[Text section Boundary: Start]
Ectopic pregnancies occur when a woman’s fertilized egg develops outside of the uterus, most often in the Fallopian tubes. As the embryo grows, the tube could rupture, which results in the loss of the embryo and threatens the life of the mother. Ectopic pregnancies occur in about one in 40 to 100 pregnancies. They are the leading cause of death in the first trimester of pregnancy. Currently, diagnosis of ectopic pregnancy relies on the use of ultrasound and there is no single proven blood test.
According to David W. Speicher, PhD, professor and co-leader of Wistar’s Molecular and Cellular Oncogenesis Program and director of the Center for Systems and Computational Biology, in the current study they describe a group of proteins that, “with further refinement, could make a simple blood test for ectopic pregnancy.” Speicher and his team collaborated with Kurt T. Barnhart, MD, MSCE, professor of Obstetrics and Gynecology, at the University of Pennsylvania School of Medicine, associate director of Penn Fertility Care and director of Clinical Research for the Department of Obstetrics & Gynecology .
[Text section Boundary: End]
[Information provided Boundary: Start]
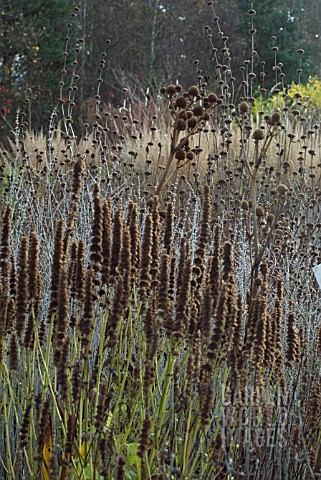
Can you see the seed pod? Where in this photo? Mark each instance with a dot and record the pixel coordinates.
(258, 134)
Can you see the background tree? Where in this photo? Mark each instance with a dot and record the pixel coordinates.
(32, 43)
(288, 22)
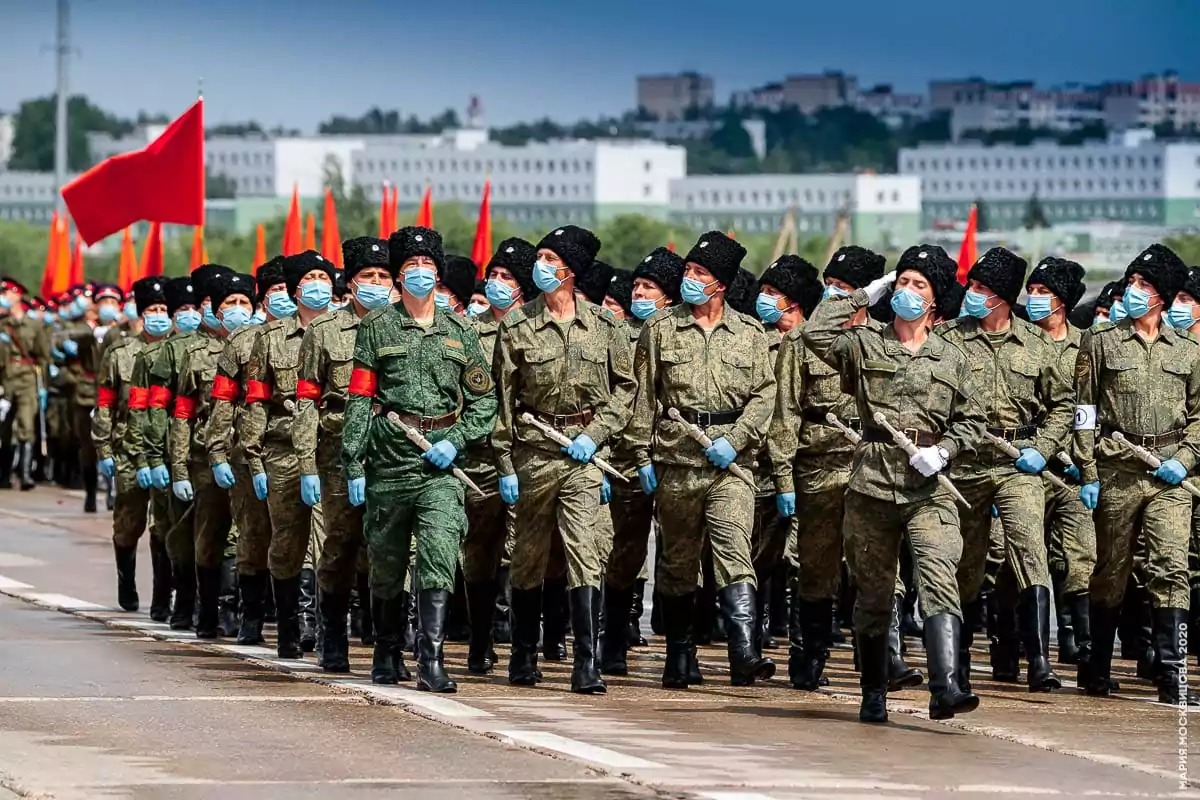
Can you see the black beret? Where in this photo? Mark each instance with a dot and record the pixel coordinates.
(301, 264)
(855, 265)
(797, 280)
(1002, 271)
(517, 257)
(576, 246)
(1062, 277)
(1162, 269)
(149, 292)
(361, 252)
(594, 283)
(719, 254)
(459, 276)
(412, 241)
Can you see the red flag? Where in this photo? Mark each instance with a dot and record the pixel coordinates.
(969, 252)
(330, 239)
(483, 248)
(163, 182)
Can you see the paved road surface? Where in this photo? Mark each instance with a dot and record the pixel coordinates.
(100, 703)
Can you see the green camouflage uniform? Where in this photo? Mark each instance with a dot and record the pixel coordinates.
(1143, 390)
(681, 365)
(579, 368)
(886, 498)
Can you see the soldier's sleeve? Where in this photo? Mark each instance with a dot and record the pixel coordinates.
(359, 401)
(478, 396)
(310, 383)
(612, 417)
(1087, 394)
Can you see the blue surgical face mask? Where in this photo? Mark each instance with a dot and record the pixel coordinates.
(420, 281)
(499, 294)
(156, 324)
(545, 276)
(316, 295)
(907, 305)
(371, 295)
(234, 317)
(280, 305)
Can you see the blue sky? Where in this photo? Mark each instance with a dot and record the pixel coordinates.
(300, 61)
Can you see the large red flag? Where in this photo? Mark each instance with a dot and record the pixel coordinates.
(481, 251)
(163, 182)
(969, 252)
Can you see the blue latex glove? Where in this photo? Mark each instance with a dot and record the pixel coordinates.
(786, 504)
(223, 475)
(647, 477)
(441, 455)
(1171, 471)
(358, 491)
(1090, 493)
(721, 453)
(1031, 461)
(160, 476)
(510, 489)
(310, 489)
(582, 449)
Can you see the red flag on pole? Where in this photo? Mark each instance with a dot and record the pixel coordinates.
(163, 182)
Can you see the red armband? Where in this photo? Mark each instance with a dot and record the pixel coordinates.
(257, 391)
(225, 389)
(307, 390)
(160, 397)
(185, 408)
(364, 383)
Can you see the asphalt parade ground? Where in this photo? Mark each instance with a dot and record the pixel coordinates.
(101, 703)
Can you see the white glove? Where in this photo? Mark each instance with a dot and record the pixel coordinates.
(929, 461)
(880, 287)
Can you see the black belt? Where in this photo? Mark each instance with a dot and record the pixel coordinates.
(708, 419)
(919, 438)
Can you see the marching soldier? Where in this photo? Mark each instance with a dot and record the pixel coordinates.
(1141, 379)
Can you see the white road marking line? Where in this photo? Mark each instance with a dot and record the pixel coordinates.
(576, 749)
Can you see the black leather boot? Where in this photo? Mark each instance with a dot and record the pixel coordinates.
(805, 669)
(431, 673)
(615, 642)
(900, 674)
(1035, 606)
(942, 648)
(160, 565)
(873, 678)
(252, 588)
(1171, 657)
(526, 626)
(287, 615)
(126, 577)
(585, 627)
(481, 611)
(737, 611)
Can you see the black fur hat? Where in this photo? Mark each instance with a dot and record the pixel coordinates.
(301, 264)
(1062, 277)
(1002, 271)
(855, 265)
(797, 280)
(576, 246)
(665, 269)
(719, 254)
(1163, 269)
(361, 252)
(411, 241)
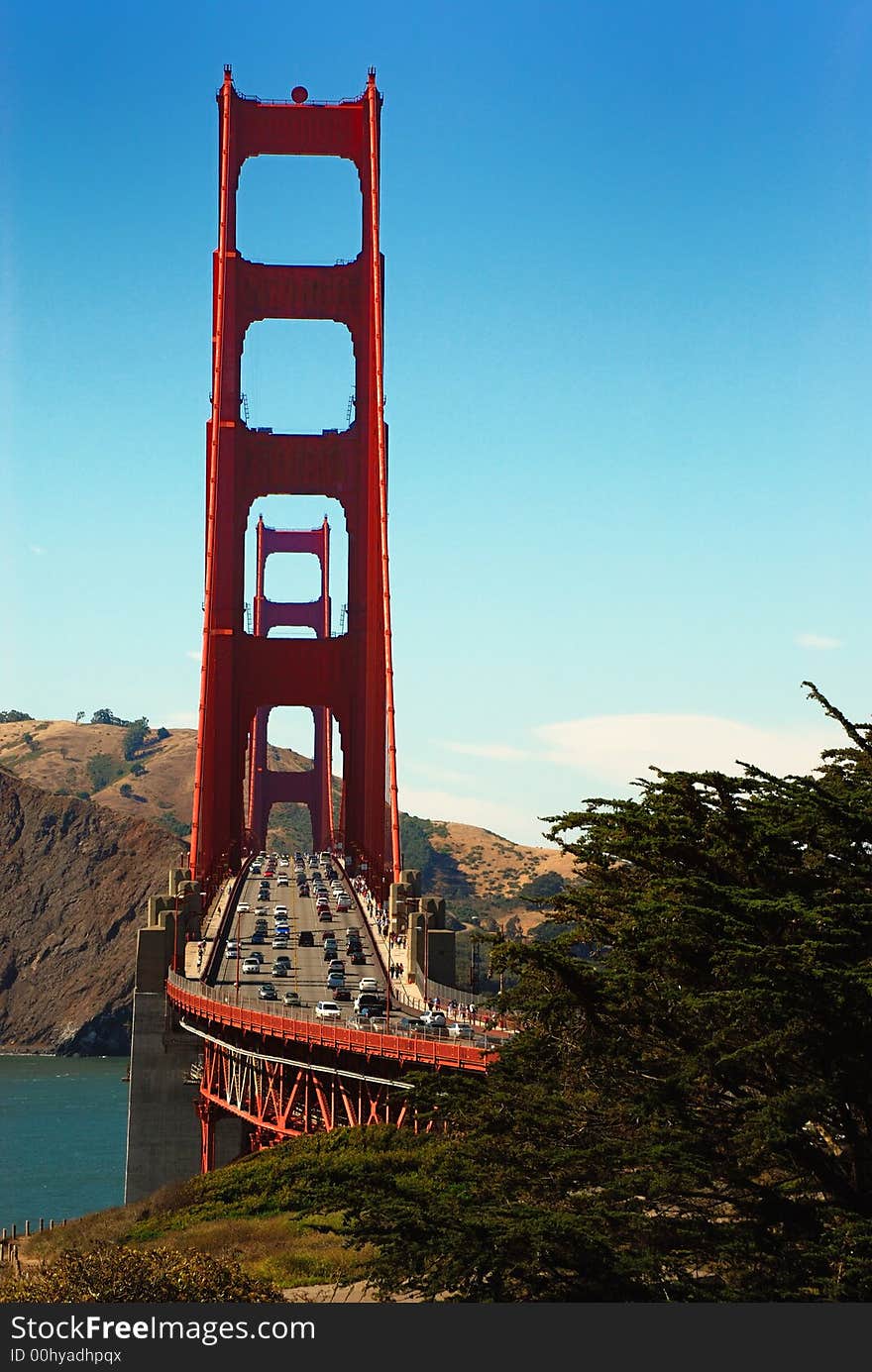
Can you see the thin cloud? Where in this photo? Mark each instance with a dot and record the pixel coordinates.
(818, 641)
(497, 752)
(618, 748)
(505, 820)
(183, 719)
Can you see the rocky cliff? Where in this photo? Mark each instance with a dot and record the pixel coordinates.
[Information provided Boundary: End]
§ **Tasks for this exercise**:
A) According to the passage on ectopic pregnancy, why does an embryo growing in a Fallopian tube put both the embryo and the mother at risk? Answer in one to three sentences.
B) Give again the part of the passage on ectopic pregnancy starting at "Ectopic pregnancies occur when" and ending at "proven blood test.".
C) Answer these questions from the passage on ectopic pregnancy.
(i) About how often do ectopic pregnancies occur?
(ii) What does diagnosis of ectopic pregnancy currently rely on?
(iii) At which school is Kurt T. Barnhart a professor of Obstetrics and Gynecology?
The items are not needed for this work.

§ **Task results**:
A) As the embryo grows, the tube could rupture. The rupture results in the loss of the embryo and threatens the mother's life.

B)
Ectopic pregnancies occur when a woman’s fertilized egg develops outside of the uterus, most often in the Fallopian tubes. As the embryo grows, the tube could rupture, which results in the loss of the embryo and threatens the life of the mother. Ectopic pregnancies occur in about one in 40 to 100 pregnancies. They are the leading cause of death in the first trimester of pregnancy. Currently, diagnosis of ectopic pregnancy relies on the use of ultrasound and there is no single proven blood test.

C)
(i) In about one in 40 to 100 pregnancies.
(ii) The use of ultrasound.
(iii) The University of Pennsylvania School of Medicine.